■ **Task description**: Could you transcribe the records below exactly, leaving out every picture?

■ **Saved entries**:
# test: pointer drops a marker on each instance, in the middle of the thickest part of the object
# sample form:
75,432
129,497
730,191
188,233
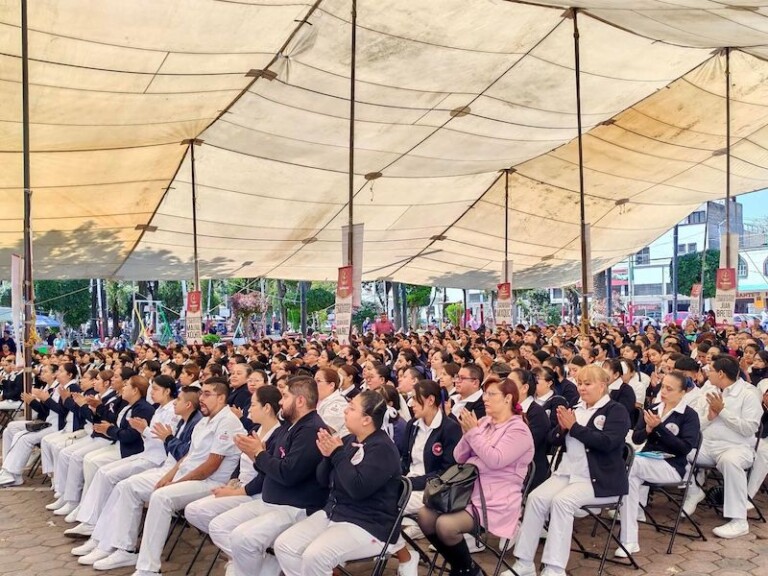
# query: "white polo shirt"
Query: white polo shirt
214,436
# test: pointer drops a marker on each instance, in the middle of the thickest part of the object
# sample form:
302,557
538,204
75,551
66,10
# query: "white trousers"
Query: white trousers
104,481
759,469
315,546
53,444
68,477
163,503
643,470
732,461
92,461
18,445
558,499
250,540
120,520
201,513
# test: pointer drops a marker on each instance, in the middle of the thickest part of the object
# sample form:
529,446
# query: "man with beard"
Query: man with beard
211,459
289,489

■ **Answer for the task**:
# test: pointer drops a marker on each instance, in the middle of the thickest part of the object
# sample form:
75,432
129,497
730,191
188,233
# query: "white polo shirt"
Query: white polo shirt
214,436
# test: pointer drops a marker on each instance, in the middle of the thickest part of the object
# sample form:
302,557
538,204
75,551
66,10
# query: "white trousers"
Query: white trousers
104,481
759,469
315,546
53,444
68,477
163,503
643,470
732,461
92,461
18,445
558,499
250,540
120,520
201,513
# test: pointer drops a marker on each instance, in the middle of the thickest part of the object
# sample form:
529,446
# query: "man with beard"
Query: man with beard
211,459
289,489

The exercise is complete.